Your task is to extract the lines from the one holding "trace utility pole" through the end of the material. Set them down exactly and add nothing.
>> Begin RECORDED INFORMATION
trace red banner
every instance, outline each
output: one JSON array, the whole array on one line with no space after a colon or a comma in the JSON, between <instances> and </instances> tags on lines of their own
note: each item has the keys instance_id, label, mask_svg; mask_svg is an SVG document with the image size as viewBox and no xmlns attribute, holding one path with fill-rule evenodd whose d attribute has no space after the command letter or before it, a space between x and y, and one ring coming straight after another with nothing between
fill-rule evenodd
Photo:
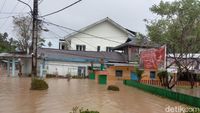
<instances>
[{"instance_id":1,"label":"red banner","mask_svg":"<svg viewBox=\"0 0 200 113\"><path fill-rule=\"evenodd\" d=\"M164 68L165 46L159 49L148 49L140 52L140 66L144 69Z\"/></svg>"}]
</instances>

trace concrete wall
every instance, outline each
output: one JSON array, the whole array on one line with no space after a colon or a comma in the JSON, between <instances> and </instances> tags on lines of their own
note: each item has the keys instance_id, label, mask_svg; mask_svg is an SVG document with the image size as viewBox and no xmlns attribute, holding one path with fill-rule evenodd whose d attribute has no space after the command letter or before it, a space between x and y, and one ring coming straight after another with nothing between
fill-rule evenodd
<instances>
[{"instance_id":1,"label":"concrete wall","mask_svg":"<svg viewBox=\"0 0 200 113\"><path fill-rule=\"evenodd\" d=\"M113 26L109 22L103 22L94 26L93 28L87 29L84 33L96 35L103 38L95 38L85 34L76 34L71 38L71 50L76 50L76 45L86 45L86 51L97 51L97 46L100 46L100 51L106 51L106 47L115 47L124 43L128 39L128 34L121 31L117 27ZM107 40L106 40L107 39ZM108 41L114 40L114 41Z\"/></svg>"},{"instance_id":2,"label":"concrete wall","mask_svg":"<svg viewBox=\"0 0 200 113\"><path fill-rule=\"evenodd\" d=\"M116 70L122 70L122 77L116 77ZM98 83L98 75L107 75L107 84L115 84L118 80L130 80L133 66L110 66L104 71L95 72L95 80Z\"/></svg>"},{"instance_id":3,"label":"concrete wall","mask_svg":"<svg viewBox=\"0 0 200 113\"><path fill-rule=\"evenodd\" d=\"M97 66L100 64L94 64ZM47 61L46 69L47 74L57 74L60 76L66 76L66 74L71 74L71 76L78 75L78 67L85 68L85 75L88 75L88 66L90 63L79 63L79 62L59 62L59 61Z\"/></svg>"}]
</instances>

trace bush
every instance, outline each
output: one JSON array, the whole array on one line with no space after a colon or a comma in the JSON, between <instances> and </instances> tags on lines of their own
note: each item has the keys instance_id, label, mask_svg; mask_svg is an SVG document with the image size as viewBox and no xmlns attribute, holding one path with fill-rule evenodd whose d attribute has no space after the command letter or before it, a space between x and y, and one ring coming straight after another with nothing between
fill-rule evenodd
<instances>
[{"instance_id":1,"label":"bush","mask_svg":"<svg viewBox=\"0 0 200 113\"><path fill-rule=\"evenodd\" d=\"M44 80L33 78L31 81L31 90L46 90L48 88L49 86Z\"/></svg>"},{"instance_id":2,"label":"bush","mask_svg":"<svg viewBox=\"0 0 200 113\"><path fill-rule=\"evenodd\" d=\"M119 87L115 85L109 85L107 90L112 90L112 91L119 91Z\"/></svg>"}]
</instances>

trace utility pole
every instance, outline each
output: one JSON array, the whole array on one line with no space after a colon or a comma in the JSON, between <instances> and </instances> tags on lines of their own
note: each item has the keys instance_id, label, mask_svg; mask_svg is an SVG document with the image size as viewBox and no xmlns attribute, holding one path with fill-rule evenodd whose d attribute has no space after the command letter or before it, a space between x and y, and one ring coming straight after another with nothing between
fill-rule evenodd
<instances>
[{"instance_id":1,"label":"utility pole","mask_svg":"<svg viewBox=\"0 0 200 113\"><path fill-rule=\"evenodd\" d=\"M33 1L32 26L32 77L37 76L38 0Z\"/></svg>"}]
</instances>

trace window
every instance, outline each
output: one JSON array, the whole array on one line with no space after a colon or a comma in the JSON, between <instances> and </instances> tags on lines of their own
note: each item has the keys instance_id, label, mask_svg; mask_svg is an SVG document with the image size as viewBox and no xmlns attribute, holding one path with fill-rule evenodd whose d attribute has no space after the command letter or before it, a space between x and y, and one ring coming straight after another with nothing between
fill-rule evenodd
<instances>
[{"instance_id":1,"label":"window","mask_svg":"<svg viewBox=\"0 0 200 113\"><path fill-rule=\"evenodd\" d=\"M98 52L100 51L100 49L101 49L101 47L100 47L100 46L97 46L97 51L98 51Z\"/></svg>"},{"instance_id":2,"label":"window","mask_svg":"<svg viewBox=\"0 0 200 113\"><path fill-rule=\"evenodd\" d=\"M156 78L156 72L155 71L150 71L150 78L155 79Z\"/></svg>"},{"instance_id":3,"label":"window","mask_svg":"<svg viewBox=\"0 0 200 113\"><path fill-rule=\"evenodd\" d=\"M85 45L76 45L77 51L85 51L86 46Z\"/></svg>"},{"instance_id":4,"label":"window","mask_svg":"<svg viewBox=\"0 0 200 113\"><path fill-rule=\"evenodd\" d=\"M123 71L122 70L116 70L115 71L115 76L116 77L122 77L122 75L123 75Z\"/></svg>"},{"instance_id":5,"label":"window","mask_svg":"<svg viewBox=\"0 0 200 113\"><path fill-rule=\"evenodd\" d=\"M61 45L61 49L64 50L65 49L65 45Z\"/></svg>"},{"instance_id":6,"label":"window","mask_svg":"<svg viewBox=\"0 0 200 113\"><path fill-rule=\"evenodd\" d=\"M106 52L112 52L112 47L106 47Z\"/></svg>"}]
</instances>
>> End RECORDED INFORMATION
EXPECTED ANSWER >>
trace utility pole
every instance, outline each
output: one JSON array, the whole array on one line with no space after a colon or a comma in the JSON, between <instances> and </instances> tags on lines of their own
note: each item has the keys instance_id, label, mask_svg; mask_svg is an SVG document with the image size as viewBox and no xmlns attribute, holding one path with fill-rule evenodd whose d attribute has no space after the command letter or before it, a space between x and y, and one ring coming straight after another with nothing between
fill-rule evenodd
<instances>
[{"instance_id":1,"label":"utility pole","mask_svg":"<svg viewBox=\"0 0 200 113\"><path fill-rule=\"evenodd\" d=\"M33 1L32 26L32 77L37 76L38 0Z\"/></svg>"}]
</instances>

trace window
every instance, outline each
output: one JSON array, the whole array on one line with no space after a colon or a comma in the JSON, between <instances> and </instances> tags on lines of their own
note: each item has the keys instance_id, label, mask_svg; mask_svg is an SVG document with the image size as viewBox and no xmlns attribute, holding one path with fill-rule evenodd whose d attribute has no space after the command letter or before it, a space between x and y, and one ring coming straight after another with nothing between
fill-rule evenodd
<instances>
[{"instance_id":1,"label":"window","mask_svg":"<svg viewBox=\"0 0 200 113\"><path fill-rule=\"evenodd\" d=\"M98 52L100 51L100 49L101 49L101 47L100 47L100 46L97 46L97 51L98 51Z\"/></svg>"},{"instance_id":2,"label":"window","mask_svg":"<svg viewBox=\"0 0 200 113\"><path fill-rule=\"evenodd\" d=\"M156 78L156 72L155 71L150 71L150 78L155 79Z\"/></svg>"},{"instance_id":3,"label":"window","mask_svg":"<svg viewBox=\"0 0 200 113\"><path fill-rule=\"evenodd\" d=\"M85 45L76 45L77 51L85 51L86 46Z\"/></svg>"},{"instance_id":4,"label":"window","mask_svg":"<svg viewBox=\"0 0 200 113\"><path fill-rule=\"evenodd\" d=\"M123 71L122 70L116 70L115 71L115 76L116 77L122 77L122 75L123 75Z\"/></svg>"},{"instance_id":5,"label":"window","mask_svg":"<svg viewBox=\"0 0 200 113\"><path fill-rule=\"evenodd\" d=\"M61 45L61 49L64 50L65 49L65 45Z\"/></svg>"},{"instance_id":6,"label":"window","mask_svg":"<svg viewBox=\"0 0 200 113\"><path fill-rule=\"evenodd\" d=\"M106 52L112 52L112 47L106 47Z\"/></svg>"}]
</instances>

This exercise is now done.